— The request —
In the entries below, change every "integer pixels" to "whole-number pixel values" and keep all other text unchanged.

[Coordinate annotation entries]
______
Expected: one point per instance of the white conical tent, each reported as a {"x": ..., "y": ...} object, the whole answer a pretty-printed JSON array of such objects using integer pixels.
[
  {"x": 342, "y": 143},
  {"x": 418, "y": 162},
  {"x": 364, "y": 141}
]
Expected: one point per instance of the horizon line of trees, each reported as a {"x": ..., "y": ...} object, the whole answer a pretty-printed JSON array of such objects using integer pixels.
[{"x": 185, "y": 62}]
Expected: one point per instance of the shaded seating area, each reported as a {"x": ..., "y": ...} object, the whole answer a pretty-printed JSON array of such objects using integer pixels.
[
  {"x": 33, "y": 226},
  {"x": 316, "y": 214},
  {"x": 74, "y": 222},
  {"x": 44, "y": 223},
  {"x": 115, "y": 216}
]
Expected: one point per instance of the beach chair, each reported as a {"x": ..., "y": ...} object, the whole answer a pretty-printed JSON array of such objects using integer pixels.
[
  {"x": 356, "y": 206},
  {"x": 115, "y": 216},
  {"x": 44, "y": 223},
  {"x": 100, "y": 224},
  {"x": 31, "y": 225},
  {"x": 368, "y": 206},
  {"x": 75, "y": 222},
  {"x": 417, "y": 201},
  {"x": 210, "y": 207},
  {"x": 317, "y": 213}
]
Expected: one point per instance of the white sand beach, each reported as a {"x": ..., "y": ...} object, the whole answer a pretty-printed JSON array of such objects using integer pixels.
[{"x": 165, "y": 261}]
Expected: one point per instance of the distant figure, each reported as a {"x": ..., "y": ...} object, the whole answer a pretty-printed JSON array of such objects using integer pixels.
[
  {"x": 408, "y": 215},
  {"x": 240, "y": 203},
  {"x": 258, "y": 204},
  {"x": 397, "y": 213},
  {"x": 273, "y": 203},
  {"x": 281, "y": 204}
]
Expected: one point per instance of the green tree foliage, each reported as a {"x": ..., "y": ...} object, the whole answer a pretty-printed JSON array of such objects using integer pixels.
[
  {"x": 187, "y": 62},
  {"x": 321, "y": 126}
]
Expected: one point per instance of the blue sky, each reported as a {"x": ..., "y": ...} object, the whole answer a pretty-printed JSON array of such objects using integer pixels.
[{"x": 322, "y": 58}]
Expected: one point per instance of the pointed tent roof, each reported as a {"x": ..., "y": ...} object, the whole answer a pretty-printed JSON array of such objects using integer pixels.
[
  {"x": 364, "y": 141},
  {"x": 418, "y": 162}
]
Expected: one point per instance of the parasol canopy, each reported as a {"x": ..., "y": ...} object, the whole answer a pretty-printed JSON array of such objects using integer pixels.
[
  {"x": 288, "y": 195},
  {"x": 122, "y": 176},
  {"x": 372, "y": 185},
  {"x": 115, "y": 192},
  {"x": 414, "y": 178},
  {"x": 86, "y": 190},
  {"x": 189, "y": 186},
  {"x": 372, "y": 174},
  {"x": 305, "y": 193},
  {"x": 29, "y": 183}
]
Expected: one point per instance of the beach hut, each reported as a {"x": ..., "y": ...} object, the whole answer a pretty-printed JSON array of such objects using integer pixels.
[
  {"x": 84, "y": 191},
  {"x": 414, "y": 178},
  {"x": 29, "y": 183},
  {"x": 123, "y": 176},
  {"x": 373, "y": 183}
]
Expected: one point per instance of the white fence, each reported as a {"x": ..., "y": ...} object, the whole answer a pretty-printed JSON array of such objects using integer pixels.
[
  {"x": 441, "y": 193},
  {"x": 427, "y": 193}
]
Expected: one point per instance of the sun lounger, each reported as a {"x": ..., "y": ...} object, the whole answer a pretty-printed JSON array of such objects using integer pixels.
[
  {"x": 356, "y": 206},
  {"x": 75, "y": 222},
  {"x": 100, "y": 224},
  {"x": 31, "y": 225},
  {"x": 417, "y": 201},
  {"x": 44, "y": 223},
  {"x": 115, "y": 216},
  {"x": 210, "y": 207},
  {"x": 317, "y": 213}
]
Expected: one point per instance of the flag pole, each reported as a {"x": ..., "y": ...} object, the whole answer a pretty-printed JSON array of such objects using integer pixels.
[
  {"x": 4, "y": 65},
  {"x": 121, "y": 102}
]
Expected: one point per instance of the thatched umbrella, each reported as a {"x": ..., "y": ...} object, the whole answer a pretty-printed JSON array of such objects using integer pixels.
______
— Full answer —
Expected: one point per instance of the white conical tent, each reported as a {"x": ..., "y": ...} object, the whole answer a pretty-printed JSON array of such objects using whole-number pixel values.
[
  {"x": 342, "y": 143},
  {"x": 418, "y": 162},
  {"x": 364, "y": 141}
]
Expected: one point per instance of the horizon line of trees, each reported as a {"x": ..., "y": ...} object, the whole answer a pretty-printed JSON array of such objects using whole-number pixel values.
[{"x": 185, "y": 62}]
Expected: one point per instance of the shaded seating area, each reported as a {"x": ..., "y": ...} object, the whole answer a pretty-printed JSON array of such objects using whole-number pixel values.
[
  {"x": 33, "y": 226},
  {"x": 316, "y": 214},
  {"x": 74, "y": 222},
  {"x": 44, "y": 223},
  {"x": 115, "y": 216}
]
Expected: one point per instance of the beach chair, each reported as a {"x": ..., "y": ...} object, the whole answer a pretty-printed JSON array of such objects using whole-number pixel values.
[
  {"x": 356, "y": 206},
  {"x": 115, "y": 216},
  {"x": 44, "y": 223},
  {"x": 100, "y": 224},
  {"x": 31, "y": 225},
  {"x": 368, "y": 206},
  {"x": 75, "y": 222},
  {"x": 417, "y": 201},
  {"x": 210, "y": 207},
  {"x": 317, "y": 213}
]
Expected: one point per instance of the white sand beach, each reported as a {"x": ..., "y": ...} object, the whole answer a pretty-printed JSON array of such objects using whole-number pixel values.
[{"x": 165, "y": 261}]
Expected: one point per instance of the distant figure, each reported as a {"x": ..., "y": ...} object, the whole answer a pretty-printed JSON array of such objects using whole-number pixel values.
[
  {"x": 408, "y": 215},
  {"x": 240, "y": 203},
  {"x": 258, "y": 204},
  {"x": 397, "y": 213},
  {"x": 273, "y": 203},
  {"x": 281, "y": 204}
]
Expected: one point per instance of the green tree foliage, each reported as a {"x": ..., "y": ...} object, the whole answer a pretty-printed JSON array of such objects using whole-number pixel values.
[
  {"x": 187, "y": 62},
  {"x": 321, "y": 126}
]
Expected: one point per instance of the blue sky, each reported as a {"x": ..., "y": ...} object, the whole answer a pretty-printed JSON array of such objects using whole-number pixel values.
[{"x": 322, "y": 58}]
Expected: one point per instance of the pointed tent roof, each reported as a {"x": ..., "y": ...} object, the whole answer a pretty-printed JSON array of such objects using whole-number pixel values.
[
  {"x": 364, "y": 141},
  {"x": 418, "y": 162}
]
Expected: one point per instance of the parasol canopy, each reported as a {"x": ..., "y": ...} object, the whole answer a pretty-printed JSON array of such objects using whole-number pixel values.
[
  {"x": 288, "y": 195},
  {"x": 122, "y": 176},
  {"x": 372, "y": 185},
  {"x": 115, "y": 192},
  {"x": 414, "y": 178},
  {"x": 86, "y": 190},
  {"x": 189, "y": 186},
  {"x": 372, "y": 174},
  {"x": 305, "y": 193},
  {"x": 29, "y": 183}
]
Expected: one point per instance of the beach hut, each reported as a {"x": ..., "y": ...} object, the whole answer a pretty-printed JSON array of such objects using whole-number pixel values.
[
  {"x": 84, "y": 191},
  {"x": 414, "y": 178},
  {"x": 29, "y": 183},
  {"x": 123, "y": 176},
  {"x": 373, "y": 183}
]
Expected: one point per instance of the white fence, each reported as a {"x": ..., "y": ...} object, the whole answer a pretty-printed JSON array of such objects using whole-number pixel values.
[
  {"x": 441, "y": 193},
  {"x": 427, "y": 193}
]
Expected: one point per instance of the sun lounger, each reported as a {"x": ..., "y": ...} object, the whole answer a pretty-printed JSON array of such objects using whole-number pixel values.
[
  {"x": 356, "y": 206},
  {"x": 75, "y": 222},
  {"x": 100, "y": 224},
  {"x": 31, "y": 225},
  {"x": 417, "y": 201},
  {"x": 44, "y": 223},
  {"x": 115, "y": 216},
  {"x": 210, "y": 207},
  {"x": 317, "y": 213}
]
Expected: one point per instance of the flag pole, each reported as a {"x": ..., "y": ...} object, the whole answer a pretty-printed JSON array of such objects using whole-number pixel values.
[
  {"x": 4, "y": 65},
  {"x": 121, "y": 102}
]
Expected: one point per instance of the thatched umbrella, each reported as a {"x": ..., "y": ...} object, the whole answer a pretty-printed JSON array of such objects using whole-number pixel values.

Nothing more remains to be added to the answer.